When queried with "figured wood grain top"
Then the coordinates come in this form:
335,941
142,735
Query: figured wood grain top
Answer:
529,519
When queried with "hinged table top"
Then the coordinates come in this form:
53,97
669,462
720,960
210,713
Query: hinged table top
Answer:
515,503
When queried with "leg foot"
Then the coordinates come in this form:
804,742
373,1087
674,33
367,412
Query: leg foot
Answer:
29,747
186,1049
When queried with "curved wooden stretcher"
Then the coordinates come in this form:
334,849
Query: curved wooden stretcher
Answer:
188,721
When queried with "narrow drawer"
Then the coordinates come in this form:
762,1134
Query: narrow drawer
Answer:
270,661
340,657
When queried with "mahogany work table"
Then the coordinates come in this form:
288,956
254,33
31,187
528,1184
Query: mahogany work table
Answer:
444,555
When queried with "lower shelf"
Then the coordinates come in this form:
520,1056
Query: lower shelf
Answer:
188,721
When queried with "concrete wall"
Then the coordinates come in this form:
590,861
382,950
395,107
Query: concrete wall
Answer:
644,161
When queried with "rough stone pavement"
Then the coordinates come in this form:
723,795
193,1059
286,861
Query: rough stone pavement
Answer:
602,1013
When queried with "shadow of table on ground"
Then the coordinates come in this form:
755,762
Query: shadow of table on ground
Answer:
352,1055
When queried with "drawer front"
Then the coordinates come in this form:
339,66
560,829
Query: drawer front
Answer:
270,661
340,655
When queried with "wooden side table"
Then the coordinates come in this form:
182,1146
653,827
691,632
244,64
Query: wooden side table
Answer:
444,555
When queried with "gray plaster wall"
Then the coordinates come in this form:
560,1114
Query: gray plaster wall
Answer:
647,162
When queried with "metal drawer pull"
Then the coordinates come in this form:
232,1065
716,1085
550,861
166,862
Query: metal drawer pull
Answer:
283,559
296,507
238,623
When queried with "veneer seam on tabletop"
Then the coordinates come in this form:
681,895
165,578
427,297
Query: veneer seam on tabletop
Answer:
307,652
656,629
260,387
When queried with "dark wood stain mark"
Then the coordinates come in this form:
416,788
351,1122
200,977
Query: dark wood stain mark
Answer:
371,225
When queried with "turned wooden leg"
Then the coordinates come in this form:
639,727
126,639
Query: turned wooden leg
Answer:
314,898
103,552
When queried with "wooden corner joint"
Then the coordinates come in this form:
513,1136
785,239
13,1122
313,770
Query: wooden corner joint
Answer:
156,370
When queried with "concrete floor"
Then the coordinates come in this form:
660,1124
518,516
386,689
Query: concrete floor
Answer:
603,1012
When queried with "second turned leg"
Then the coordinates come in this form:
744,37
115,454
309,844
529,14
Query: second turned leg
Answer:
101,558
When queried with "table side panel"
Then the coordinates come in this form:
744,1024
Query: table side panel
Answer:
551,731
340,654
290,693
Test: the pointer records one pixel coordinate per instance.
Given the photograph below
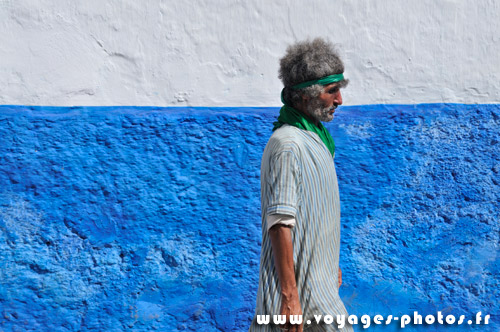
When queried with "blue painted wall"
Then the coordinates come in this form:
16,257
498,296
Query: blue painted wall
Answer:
145,219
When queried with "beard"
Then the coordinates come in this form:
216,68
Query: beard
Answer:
317,110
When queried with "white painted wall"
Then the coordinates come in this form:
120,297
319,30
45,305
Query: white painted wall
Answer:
225,52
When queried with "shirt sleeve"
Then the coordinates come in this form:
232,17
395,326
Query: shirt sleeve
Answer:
283,181
279,219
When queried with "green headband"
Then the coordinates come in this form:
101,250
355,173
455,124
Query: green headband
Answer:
322,81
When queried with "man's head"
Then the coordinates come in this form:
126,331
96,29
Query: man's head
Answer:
307,61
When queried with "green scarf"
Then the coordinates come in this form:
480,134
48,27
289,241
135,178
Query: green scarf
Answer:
291,116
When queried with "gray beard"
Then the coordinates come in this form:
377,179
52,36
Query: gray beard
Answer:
318,112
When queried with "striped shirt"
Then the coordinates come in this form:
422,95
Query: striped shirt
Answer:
298,178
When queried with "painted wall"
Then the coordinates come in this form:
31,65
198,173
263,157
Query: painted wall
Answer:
148,218
143,219
225,53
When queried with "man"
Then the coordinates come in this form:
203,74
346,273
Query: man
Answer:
299,266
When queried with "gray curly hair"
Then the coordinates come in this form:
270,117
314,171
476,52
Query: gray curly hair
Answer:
306,61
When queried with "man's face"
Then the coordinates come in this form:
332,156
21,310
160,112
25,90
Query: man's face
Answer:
323,107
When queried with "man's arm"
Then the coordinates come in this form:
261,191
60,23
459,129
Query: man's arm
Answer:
281,242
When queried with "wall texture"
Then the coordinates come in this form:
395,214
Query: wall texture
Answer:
225,53
143,219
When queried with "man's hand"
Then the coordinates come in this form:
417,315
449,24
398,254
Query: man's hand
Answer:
281,242
290,305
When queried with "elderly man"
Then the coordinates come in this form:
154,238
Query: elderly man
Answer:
299,266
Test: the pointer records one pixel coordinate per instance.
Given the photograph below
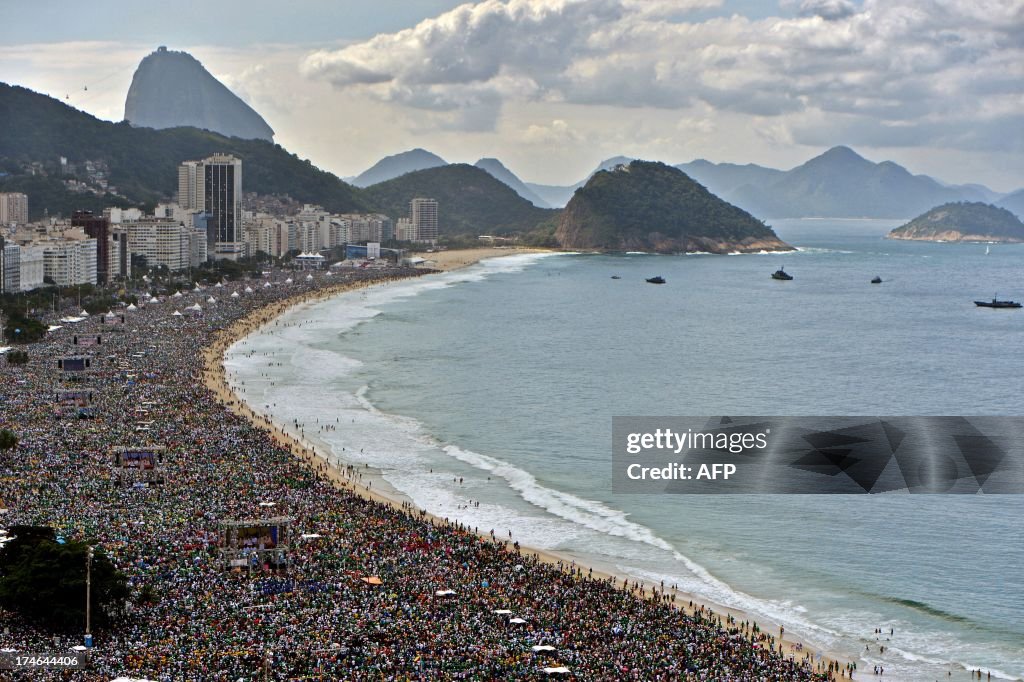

= = = = =

REQUIREMENT: Starting from the records above, copy each line where the string "metal" is found.

TASK ANSWER:
When queried with "metal drawer pull"
Query: metal drawer pull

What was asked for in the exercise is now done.